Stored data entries

# # # # #

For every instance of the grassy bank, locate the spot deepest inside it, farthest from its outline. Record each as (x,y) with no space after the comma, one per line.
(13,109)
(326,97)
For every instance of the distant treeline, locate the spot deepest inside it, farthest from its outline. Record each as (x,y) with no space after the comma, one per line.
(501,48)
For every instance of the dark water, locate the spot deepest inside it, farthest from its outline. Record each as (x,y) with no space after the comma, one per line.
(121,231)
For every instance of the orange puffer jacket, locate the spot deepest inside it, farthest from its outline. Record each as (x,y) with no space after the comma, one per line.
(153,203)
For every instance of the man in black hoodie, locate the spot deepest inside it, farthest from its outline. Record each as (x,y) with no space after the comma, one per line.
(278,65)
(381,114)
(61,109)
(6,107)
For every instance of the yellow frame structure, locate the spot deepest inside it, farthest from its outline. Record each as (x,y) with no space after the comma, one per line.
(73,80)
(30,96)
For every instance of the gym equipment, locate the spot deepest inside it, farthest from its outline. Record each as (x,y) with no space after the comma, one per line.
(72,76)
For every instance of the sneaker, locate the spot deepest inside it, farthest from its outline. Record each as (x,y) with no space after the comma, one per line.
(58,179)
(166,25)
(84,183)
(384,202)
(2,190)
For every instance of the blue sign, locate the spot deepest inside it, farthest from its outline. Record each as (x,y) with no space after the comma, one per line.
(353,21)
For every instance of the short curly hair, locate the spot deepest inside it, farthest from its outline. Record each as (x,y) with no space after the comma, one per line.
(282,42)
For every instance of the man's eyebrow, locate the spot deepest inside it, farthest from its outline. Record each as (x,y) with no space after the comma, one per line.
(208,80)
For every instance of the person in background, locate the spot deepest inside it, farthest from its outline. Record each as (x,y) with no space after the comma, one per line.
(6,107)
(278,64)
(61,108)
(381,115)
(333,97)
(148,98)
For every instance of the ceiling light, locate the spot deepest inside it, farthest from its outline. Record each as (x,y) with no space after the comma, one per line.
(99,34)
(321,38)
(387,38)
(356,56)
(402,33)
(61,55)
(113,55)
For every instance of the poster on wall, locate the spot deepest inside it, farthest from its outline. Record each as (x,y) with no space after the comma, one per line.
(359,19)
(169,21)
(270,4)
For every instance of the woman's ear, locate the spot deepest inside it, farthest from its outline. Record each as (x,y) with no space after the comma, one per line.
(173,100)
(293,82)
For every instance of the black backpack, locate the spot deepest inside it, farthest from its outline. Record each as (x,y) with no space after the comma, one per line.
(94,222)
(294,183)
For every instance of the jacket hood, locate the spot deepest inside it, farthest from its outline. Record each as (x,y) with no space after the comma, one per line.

# # # # #

» **What is needed**: Exact copies of the line with "For every instance of the woman's" and of every later line in the entries make up the whole answer.

» **Response below**:
For every instance of the woman's ear, locate the spot deepest inside it, farthest from its outline. Record each as (x,y) with no space after the comma, one per line.
(173,100)
(293,82)
For every instance of the black backpack, locate the spot deepest inside it, farthest from its outline. Record each as (x,y) with no space after the comma, one per line.
(94,222)
(294,183)
For every instance of the jacket hood, locate the spot deepest inside it, farthest from its outline. Record each as (x,y) with no space after the comma, one per line.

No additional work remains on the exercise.